▶ **WORK TO DO**
Recast every row below as a JSON list of strings, one string per line, leaving out blank lines and the pictures.

▶ **Stored data**
------------------------------------------------------------------------
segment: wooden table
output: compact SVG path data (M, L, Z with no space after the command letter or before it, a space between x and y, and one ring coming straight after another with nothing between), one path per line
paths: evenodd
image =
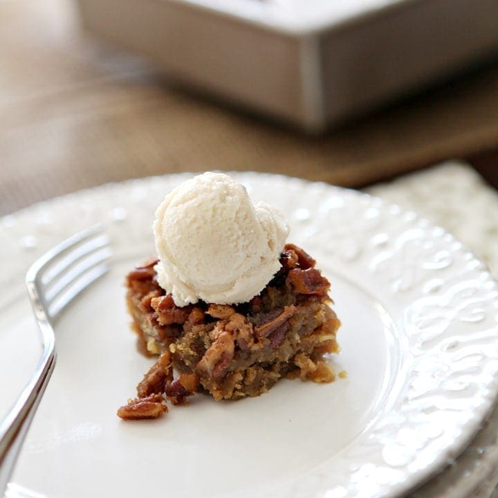
M0 214L104 182L253 169L360 187L470 158L498 185L498 64L321 137L174 87L82 33L71 0L0 2Z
------------------------------------------------------------------------
▶ **RESULT OF THIS EXERCISE**
[
  "segment: wooden table",
  "output: compact SVG path data (M, L, Z with no space after the command letter or before it, a space between x and y, and one ring coming straight after another with nothing between), one path per line",
  "paths: evenodd",
  "image =",
  "M0 214L104 182L253 169L360 187L470 158L498 185L498 64L321 137L174 87L82 33L71 0L0 2Z"
]